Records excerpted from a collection

────

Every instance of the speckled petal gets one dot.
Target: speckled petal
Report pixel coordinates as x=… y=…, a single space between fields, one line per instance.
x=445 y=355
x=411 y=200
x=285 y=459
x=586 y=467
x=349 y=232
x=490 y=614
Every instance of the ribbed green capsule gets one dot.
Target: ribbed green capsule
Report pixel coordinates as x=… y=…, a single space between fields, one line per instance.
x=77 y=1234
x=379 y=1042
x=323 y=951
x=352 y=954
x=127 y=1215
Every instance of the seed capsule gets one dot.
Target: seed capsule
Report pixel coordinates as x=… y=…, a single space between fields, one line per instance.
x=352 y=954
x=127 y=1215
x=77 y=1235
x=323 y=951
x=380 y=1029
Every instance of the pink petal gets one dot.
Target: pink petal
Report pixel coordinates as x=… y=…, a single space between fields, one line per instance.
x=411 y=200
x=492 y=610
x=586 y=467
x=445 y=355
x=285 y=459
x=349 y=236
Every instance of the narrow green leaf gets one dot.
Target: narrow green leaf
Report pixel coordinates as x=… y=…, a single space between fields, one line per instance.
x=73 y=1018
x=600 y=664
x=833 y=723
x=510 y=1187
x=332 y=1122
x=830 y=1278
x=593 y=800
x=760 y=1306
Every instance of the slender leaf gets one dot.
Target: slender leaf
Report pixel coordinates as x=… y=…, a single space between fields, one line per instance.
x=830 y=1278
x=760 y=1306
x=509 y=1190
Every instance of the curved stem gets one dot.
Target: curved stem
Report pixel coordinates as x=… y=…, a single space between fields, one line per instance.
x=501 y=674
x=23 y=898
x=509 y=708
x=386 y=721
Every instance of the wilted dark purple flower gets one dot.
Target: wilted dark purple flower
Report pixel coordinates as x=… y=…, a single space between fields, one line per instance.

────

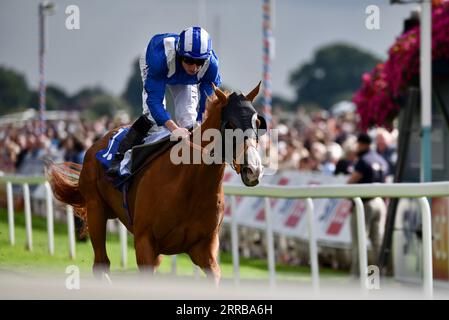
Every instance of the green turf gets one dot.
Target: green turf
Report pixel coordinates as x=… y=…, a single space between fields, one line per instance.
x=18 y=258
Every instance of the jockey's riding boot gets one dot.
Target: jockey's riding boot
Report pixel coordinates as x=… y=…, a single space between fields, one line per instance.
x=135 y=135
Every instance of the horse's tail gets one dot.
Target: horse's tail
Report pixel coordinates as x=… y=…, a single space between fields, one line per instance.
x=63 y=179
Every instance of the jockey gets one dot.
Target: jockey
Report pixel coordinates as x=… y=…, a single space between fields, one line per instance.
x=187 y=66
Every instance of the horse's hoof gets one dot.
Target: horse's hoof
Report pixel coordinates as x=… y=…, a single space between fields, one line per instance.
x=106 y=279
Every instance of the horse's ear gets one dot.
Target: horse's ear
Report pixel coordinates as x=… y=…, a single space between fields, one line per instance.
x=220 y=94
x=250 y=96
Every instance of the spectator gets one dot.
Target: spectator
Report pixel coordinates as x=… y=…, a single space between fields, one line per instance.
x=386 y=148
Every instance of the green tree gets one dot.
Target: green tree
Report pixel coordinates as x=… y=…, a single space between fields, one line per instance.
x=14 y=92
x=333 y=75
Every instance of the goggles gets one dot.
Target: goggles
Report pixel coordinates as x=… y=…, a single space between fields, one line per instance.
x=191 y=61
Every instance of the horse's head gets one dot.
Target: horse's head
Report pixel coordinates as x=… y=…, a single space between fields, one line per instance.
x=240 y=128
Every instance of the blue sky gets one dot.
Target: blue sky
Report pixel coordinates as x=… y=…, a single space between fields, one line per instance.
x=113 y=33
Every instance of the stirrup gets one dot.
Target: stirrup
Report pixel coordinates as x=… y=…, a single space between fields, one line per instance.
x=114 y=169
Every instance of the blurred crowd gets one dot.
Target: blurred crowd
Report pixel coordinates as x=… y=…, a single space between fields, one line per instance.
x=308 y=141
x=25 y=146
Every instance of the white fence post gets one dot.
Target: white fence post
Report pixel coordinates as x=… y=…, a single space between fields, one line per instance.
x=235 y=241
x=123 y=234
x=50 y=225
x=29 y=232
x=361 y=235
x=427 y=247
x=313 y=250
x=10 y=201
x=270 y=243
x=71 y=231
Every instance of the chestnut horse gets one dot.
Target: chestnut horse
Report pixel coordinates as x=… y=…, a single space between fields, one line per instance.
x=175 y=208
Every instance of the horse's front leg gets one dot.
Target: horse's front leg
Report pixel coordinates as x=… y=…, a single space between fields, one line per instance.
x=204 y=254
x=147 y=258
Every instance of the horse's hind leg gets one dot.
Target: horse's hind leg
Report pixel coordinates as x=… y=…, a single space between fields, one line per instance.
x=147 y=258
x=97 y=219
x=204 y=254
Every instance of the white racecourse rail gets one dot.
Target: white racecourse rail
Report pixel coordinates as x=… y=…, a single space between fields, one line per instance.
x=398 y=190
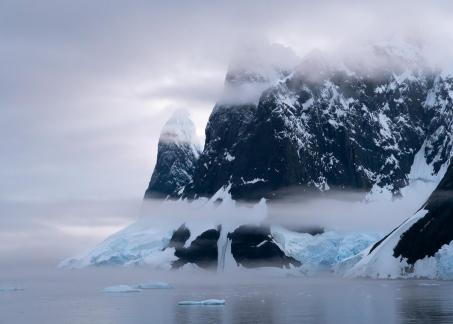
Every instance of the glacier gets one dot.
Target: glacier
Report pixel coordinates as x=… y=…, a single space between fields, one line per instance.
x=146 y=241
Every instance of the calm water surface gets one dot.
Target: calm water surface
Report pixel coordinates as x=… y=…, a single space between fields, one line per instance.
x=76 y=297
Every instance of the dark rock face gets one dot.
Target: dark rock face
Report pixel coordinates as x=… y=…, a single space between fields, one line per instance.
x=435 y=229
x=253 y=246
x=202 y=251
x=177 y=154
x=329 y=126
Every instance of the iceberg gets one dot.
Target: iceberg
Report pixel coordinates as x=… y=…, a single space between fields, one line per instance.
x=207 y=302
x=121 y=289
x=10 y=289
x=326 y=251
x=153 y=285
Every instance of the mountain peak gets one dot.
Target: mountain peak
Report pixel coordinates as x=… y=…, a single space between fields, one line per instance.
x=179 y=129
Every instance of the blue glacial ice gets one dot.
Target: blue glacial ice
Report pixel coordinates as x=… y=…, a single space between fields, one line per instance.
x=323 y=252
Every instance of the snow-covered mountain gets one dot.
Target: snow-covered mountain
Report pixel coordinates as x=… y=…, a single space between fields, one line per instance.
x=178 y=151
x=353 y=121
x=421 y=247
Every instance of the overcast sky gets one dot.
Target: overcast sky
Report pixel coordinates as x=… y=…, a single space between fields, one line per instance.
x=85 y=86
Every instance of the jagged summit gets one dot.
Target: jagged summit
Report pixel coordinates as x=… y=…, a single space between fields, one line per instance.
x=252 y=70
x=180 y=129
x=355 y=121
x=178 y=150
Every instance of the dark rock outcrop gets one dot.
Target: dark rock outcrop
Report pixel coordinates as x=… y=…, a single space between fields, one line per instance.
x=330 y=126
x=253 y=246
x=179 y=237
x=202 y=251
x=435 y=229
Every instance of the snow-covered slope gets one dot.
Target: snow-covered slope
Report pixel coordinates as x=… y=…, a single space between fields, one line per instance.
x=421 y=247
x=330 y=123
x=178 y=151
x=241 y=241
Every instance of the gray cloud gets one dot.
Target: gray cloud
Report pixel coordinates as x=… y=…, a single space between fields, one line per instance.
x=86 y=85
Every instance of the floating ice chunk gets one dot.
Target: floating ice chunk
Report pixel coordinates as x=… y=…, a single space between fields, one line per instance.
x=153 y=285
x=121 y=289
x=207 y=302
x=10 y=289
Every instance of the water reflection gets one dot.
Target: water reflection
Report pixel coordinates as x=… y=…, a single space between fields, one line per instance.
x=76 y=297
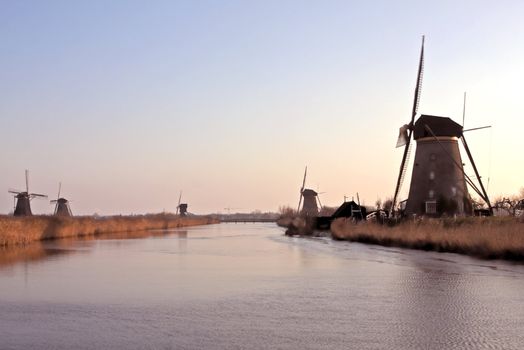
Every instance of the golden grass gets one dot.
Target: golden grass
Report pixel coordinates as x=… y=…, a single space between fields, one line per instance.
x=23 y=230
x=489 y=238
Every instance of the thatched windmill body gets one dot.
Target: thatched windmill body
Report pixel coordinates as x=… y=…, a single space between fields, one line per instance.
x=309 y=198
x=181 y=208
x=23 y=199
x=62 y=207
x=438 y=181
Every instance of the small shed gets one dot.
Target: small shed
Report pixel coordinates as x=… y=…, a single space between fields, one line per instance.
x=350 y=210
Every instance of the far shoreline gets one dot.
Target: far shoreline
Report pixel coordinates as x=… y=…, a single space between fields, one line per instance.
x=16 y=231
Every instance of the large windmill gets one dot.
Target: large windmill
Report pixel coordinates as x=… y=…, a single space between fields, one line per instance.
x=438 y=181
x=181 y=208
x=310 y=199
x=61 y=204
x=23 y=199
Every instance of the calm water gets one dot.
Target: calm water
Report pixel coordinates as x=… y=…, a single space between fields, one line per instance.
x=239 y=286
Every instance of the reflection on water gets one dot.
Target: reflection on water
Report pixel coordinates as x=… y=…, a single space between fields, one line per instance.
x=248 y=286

────

What you are asked to do: List each line of the records that holds the string "flower".

Reply to the exercise:
Every instance of the wilted dark purple flower gets one dot.
Target: wilted dark purple flower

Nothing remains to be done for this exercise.